* **Problem set**:
1. In the column on long distance love, how long have Joey and Debbie been in their long distance relationship?
2. Update the column on long distance love, starting with "This is a scenario" and going on through "REM's middle period.", so that "poignant" becomes "painful".

* **Selection**:
===

Long distance love destined to fail
Fitter, Happier ...
This is a scenario common to all people in all walks of life but it is especially poignant for college students. Okay, only repressed college males who love music from REM's middle period.
Anyway, listen in on one side of this telephone conversation between a couple let's call the male "Joey" and the female "Debbie." Joey is enrolled at a big state college and Debbie attends a small, obscure liberal arts college in the Pacific Northwest. These two are testing the waters of a long distance relationship they have been suffering for four months.
This is Joey's part: "Hello, Debbie ... What do you mean I sound `different?'... No, I'm fine ... Of course I'm happy to hear from you ... No, really ... Honey, don't ... No, I don't hate you ..." and then five hours and 67 games of free cell later "Aw, I love you too. Call me tomorrow."
Lord, have mercy on the roommates of long distance lovers if for no other reason than for having to overhear such drivel on a nightly basis. There is something unnatural about long distance relationships, but I can't quite unravel the strange mystery oh yeah, the mystery is it's hard to stay intimate with a significant other when there is no physical contact.

===

* **Stored rows**:
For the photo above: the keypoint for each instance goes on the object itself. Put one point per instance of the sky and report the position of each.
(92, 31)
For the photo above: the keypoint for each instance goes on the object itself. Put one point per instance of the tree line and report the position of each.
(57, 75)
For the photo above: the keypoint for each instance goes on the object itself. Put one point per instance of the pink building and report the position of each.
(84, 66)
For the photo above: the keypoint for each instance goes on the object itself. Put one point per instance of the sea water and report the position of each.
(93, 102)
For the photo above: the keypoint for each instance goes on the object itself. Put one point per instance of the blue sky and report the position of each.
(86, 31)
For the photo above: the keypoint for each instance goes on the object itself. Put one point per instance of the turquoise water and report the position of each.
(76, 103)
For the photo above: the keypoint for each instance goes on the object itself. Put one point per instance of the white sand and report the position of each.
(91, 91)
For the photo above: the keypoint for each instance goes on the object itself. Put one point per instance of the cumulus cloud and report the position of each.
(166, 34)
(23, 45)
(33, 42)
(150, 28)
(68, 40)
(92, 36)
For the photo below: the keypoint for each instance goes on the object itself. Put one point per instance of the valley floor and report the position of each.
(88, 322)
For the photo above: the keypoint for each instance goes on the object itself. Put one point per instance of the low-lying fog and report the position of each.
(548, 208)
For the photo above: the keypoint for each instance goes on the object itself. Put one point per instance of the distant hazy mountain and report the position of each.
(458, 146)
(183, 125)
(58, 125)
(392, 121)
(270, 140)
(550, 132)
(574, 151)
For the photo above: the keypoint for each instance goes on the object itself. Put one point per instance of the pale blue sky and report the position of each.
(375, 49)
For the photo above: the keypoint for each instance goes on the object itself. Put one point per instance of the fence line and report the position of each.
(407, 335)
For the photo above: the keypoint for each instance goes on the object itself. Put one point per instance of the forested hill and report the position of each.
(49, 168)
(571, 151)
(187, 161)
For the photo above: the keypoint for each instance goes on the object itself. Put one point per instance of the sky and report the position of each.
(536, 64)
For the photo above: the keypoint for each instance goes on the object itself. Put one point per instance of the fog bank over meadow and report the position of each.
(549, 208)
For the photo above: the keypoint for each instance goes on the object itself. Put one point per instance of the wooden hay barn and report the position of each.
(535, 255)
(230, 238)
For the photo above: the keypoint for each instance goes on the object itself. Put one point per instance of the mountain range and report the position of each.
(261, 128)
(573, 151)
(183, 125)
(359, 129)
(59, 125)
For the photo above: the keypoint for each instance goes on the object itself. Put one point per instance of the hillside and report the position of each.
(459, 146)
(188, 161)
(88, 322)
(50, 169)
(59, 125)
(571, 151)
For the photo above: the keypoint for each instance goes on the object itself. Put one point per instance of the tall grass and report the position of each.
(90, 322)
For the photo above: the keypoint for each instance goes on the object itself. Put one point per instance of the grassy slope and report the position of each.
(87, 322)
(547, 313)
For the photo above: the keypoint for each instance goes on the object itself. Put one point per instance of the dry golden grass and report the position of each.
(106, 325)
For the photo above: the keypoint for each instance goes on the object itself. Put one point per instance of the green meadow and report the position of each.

===

* **Outputs**:
1. Four months.

2.
This is a scenario common to all people in all walks of life but it is especially painful for college students. Okay, only repressed college males who love music from REM's middle period.